- Fragmento proporcionado -
Así se crean las posibilidades concretas para que los individuos perciban su propia existencia como algo condicionado históricamente, para que perciban que la historia es algo que interviene profundamente en su vida cotidiana, en sus intereses inmediatos. Sobra hablar aquí de las transformaciones sociales que vivió la propia Francia. Es bien evidente la proporción en que los cambios grandes y de rápida sucesión sufridos en esta época alteraron radicalmente la existencia económica y cultural del pueblo entero. Pero sí debemos señalar que los ejércitos de la Revolución y más tarde los de Napoleón liquidaron total o parcialmente los restos de feudalismo que aún imperaban en muchas de las regiones conquistadas, por ejemplo en el Rhin y en el norte de Italia. El contraste social y cultural del país del Rhin respecto al resto de Alemania, y que todavía en la Revolución de 1848 se hace sentir palpablemente, es herencia de la época napoleónica. Y el nexo que guardan estas transformaciones sociales con la Revolución francesa es consciente para amplias capas de la población. Permítasenos recordar tambien aquí algunos reflejos literarios. Además de las memorias de juventud de Heine resulta muy instructiva la lectura de los primeros capítulos de La Chartreuse de Parme (La Cartuja da Parma) de Stendhal para observar la indeleble influencia provocada por el dominio francés en el norte de Italia.

Cuando una revolución burguesa es llevada seriamente hast el fin, forma parte esencial de ella el hecho de que la idea nacional se convierta en patrimonio de las grandes masas. Sólo a consecuencias de la Revolución y de las guerras napoleónicas llegó a ser el sentimiento nacional una vivencia y posesión de campesinado, de los estratos inferiores de la pequeña burguesíal etc. No fue sino esta Francia la que experimentaron como su país propio, como su patria creada por ellos mismos.

- Material -
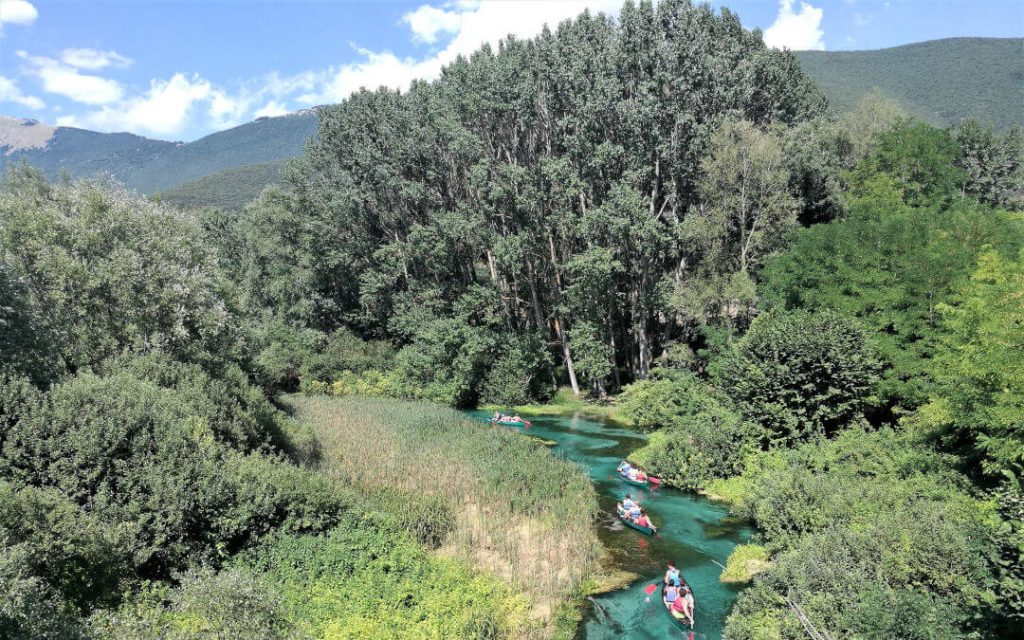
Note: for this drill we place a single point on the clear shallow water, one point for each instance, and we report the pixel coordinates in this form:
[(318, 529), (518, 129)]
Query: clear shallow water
[(694, 532)]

- Tareas del ejercicio -
1. Indica si cada afirmación coincide con el fragmento sobre la Revolución francesa. Responde sí o no y cita las palabras del fragmento que lo deciden.
(a) Los ejércitos de la Revolución y de Napoleón acabaron con restos de feudalismo en regiones conquistadas como el Rhin y el norte de Italia.
(b) Para la Revolución de 1848 ya no se notaba el contraste entre el país del Rhin y el resto de Alemania.
(c) La mayor parte de la población ignoraba el vínculo entre estas transformaciones sociales y la Revolución francesa.
2. Prosigue el fragmento sobre la Revolución francesa a partir de su última oración.

- Respuestas -
1.
(a) Sí: "los ejércitos de la Revolución y más tarde los de Napoleón liquidaron total o parcialmente los restos de feudalismo que aún imperaban en muchas de las regiones conquistadas, por ejemplo en el Rhin y en el norte de Italia"
(b) No: "todavía en la Revolución de 1848 se hace sentir palpablemente"
(c) No: "es consciente para amplias capas de la población"

2.
Pero el despertar del sentimiento nacional y, junto con él, del sentido y comprensión de la historia nacional no es un fenómeno que se haya dado únicamente en Francia. Las guerras napoleónicas provocan por doquier una ola de sentimientos nacionales, de oposición nacional contra las conquistas de Napoleón, en suma: una ola de entusiasmo por la autonomía nacional. Tales movimientos son ciertamente, en la mayoría de los casos, una mezcla de "regeneración y reacción", para emplear palabras de Marx. Así es en España, en Alemania y en otras partes. La lucha por la independencia de Polonia, la llamarada del sentimiento nacional polaco, en cambio, es progresista en su tendencia. Pero sea cual fuere la mezcla de "regeneración y reacción" en los diversos movimientos nacionales, lo cierto es que estos movimientos, que fueron verdaderamente de masas, tuvieron que verter en las amplias masas el sentido y la vivencia de la historia. La invocación de independencia e idiosincrasia nacional se halla necesariamente ligada a una resurrección de la historia nacional, a los recuerdos del pasado, a la pasada magnificencia, a los momentos de vergüenza nacional, no importa que todo ello desemboque en ideologías progresistas o reaccionarias.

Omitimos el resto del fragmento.